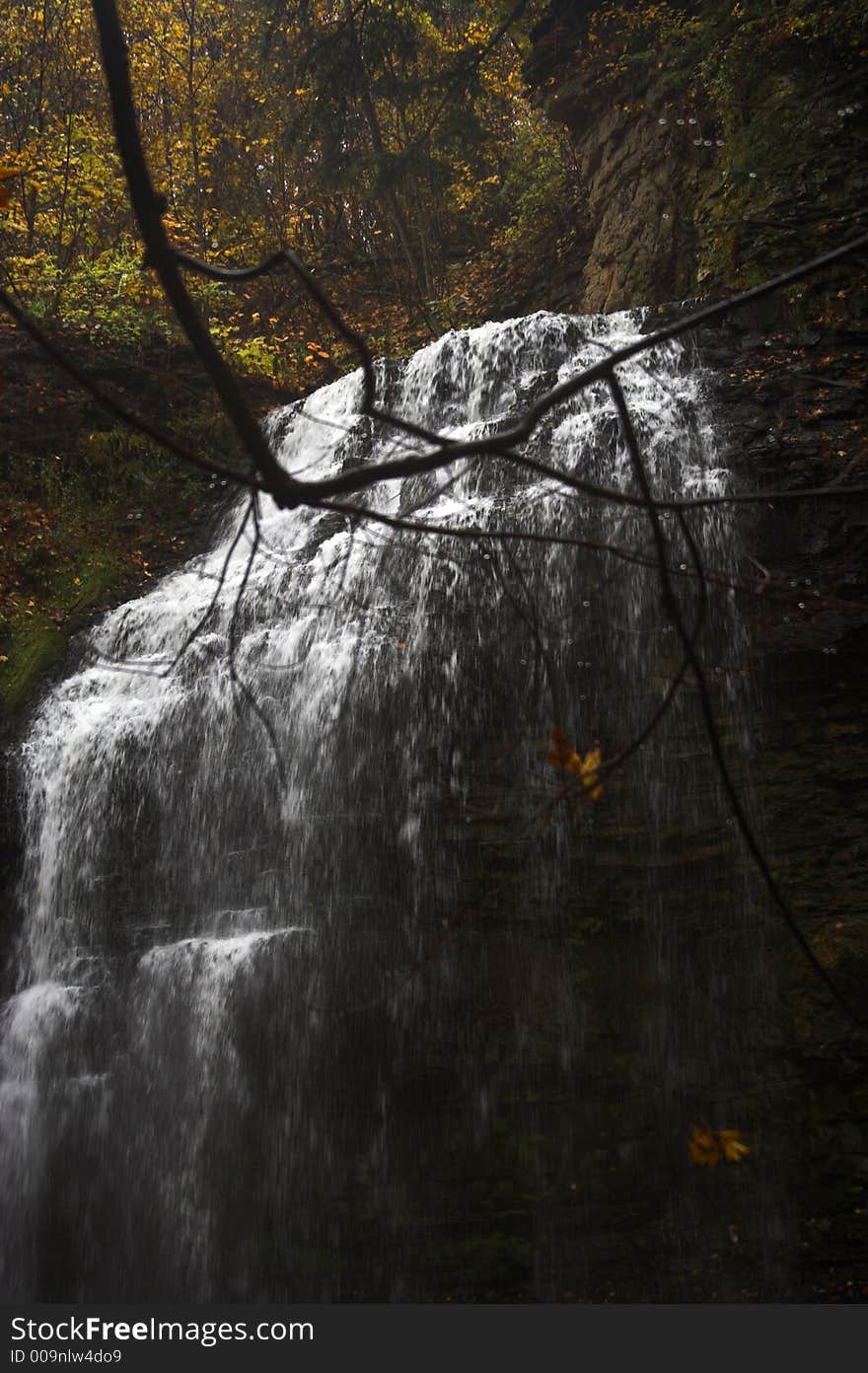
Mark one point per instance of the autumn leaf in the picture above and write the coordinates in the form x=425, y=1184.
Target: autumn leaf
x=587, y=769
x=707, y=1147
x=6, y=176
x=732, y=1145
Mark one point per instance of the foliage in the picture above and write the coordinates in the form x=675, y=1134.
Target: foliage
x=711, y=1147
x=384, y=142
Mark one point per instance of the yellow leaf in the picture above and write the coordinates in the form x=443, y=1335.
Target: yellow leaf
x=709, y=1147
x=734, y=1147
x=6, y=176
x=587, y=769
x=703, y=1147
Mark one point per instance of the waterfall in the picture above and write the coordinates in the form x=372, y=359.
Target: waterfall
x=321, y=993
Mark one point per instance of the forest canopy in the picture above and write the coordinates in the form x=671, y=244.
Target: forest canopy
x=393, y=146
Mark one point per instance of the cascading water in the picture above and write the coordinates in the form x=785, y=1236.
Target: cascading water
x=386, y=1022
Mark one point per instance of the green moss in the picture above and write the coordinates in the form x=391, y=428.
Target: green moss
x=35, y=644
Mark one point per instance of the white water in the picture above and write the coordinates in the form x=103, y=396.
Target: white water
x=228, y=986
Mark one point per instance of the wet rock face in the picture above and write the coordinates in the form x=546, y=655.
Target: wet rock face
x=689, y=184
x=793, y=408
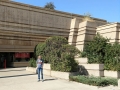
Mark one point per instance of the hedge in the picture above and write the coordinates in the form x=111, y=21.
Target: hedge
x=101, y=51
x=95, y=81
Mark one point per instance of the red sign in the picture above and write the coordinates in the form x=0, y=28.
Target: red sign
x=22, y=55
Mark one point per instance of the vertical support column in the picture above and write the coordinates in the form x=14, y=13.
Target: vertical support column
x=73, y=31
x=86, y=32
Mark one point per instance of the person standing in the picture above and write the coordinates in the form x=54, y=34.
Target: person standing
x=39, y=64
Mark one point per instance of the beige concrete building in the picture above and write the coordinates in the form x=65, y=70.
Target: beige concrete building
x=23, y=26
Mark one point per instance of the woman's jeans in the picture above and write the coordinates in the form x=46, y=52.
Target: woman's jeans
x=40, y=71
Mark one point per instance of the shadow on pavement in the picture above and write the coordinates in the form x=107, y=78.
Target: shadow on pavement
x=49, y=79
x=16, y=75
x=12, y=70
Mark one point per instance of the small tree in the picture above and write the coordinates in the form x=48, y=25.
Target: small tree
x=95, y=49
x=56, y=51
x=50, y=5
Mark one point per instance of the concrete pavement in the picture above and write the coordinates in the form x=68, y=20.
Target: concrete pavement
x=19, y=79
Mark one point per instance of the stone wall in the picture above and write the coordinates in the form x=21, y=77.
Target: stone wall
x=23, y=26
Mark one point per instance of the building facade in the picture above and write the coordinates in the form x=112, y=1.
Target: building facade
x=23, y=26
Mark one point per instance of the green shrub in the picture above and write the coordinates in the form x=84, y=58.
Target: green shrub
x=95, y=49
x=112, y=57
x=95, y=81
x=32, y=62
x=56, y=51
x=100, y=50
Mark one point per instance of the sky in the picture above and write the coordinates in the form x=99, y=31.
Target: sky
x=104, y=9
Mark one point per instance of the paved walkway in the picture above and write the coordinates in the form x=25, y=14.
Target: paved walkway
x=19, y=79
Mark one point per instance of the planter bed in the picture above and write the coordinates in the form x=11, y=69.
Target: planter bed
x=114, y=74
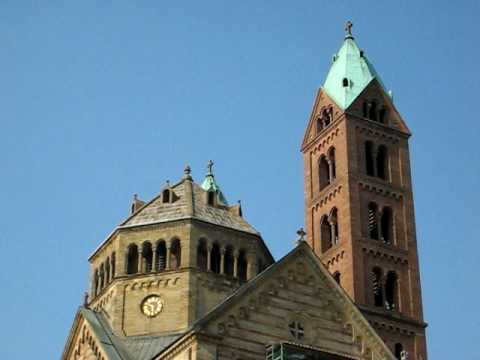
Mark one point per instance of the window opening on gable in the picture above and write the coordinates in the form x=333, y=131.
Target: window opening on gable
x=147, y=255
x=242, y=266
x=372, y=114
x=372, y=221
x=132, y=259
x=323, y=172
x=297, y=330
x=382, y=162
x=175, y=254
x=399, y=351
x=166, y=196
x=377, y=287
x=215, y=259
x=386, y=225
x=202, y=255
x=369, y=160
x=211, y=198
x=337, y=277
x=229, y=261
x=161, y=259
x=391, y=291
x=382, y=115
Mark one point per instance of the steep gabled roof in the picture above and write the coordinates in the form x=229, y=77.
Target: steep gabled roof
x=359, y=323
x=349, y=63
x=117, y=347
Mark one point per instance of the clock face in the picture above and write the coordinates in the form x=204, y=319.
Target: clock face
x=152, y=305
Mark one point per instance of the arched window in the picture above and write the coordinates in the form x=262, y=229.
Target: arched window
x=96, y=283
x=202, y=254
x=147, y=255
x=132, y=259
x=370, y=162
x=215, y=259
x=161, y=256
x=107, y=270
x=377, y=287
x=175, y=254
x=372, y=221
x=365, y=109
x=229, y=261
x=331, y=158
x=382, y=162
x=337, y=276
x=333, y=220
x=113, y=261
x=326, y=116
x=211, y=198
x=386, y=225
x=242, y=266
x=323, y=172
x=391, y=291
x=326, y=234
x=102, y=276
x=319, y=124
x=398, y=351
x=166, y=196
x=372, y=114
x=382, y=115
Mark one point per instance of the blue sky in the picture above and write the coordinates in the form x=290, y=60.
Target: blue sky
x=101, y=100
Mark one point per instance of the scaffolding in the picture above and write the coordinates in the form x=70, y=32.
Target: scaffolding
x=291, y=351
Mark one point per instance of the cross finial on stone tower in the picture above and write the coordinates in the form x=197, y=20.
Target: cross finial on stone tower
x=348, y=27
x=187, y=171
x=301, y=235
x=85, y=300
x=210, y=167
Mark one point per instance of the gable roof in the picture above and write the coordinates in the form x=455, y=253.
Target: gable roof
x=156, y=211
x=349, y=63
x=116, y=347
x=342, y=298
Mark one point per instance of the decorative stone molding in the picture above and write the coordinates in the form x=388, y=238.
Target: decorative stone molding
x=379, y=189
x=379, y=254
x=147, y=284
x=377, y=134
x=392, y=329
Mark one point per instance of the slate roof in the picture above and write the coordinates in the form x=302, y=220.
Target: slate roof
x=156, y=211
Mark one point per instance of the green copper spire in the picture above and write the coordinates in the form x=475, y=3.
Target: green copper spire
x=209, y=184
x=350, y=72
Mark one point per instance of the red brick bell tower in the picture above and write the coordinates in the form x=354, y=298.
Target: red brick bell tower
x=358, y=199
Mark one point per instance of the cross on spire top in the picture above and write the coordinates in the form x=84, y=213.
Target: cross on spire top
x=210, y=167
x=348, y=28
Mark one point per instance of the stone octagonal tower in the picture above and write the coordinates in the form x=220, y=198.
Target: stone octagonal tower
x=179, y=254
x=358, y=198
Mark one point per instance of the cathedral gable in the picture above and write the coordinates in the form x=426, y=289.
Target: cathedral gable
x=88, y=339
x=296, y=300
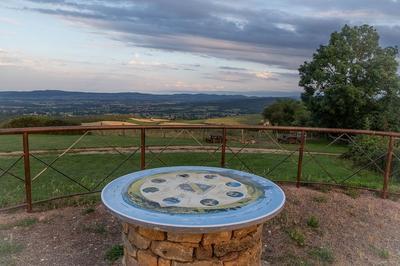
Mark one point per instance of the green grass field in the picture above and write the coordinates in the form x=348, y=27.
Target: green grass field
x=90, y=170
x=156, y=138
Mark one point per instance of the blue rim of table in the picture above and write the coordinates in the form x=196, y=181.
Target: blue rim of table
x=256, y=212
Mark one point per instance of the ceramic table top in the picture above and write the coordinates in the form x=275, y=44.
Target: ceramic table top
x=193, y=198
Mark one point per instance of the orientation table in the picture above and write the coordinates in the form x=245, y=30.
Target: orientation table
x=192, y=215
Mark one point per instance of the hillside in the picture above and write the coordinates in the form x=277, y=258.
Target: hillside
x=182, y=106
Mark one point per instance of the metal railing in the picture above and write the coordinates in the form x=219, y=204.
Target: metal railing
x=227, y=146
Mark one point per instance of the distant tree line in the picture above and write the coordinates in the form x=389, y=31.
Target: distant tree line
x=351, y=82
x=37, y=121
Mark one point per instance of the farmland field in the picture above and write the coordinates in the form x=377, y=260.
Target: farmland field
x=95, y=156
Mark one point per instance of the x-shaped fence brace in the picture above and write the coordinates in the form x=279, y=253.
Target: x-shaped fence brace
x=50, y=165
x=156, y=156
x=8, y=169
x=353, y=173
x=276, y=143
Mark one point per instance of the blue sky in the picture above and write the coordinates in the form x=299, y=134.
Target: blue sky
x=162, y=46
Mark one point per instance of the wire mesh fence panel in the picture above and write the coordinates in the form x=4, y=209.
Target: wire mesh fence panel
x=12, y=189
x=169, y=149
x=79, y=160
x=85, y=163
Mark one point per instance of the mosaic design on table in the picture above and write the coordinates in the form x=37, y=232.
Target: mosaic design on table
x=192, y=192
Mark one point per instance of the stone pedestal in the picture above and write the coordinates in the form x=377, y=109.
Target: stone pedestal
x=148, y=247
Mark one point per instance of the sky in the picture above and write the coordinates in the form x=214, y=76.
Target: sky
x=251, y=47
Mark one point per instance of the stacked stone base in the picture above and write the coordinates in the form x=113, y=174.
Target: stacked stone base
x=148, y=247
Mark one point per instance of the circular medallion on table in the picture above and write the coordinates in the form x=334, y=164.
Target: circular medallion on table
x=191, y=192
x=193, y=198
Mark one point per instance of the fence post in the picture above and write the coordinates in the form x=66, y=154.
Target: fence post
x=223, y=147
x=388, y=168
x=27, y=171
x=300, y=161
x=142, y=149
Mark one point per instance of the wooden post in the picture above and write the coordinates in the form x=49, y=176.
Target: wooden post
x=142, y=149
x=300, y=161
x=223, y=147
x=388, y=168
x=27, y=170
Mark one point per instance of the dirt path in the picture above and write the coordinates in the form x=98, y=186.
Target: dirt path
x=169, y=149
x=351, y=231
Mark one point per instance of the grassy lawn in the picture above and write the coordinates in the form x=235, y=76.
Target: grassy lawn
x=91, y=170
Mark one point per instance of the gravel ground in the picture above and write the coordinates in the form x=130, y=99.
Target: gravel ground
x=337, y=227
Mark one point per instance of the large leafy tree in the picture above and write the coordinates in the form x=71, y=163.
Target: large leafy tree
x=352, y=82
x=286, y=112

++++++++++++++++++++

**Problem requirements:** Write out again exactly the lines above from the one with "Mark one point per instance of the foliage" through the one with "Mark one point per instance of the vertical", adding no other lines and no pictures.

**Solution:**
Mark one point per instance of the foliage in the picture above and write the coordinates in the form x=675, y=1134.
Target: foliage
x=711, y=1147
x=384, y=142
Mark one point per instance of the yellow leaf in the picture above and write the coordinates in the form x=443, y=1335.
Target: yellow leaf
x=709, y=1147
x=734, y=1147
x=6, y=176
x=587, y=769
x=703, y=1147
Mark one point per instance of the waterfall in the picture above and write the coordinates in the form x=372, y=359.
Target: waterfall
x=321, y=993
Mark one point per instance of the forest canopy in the picture above and write the coordinates in the form x=671, y=244.
Target: forest canopy
x=393, y=146
Mark one point per instance of the cascading water in the picture above and write the coordinates in the form x=785, y=1236.
Target: cascading water
x=386, y=1022
Mark one point per instance of the green moss in the picture above and write the coordinates in the form x=391, y=428.
Target: green moss
x=35, y=644
Mark one point per instance of the white water in the picture above and write the coordinates in the form x=103, y=396.
Target: white water
x=228, y=986
Mark one point per instance of the wet rock face in the picture above and write the coordinates in the form x=546, y=655.
Target: wet rock face
x=689, y=184
x=793, y=408
Mark one point per instance of the hedge in the picture above and write the coordinates in the form x=111, y=21.
Target: hedge
x=101, y=51
x=95, y=81
Mark one point per instance of the red sign in the picture above and write the coordinates in the form x=0, y=28.
Target: red sign
x=22, y=55
Mark one point per instance of the vertical support column in the picture above and write the coordinates in the form x=14, y=13.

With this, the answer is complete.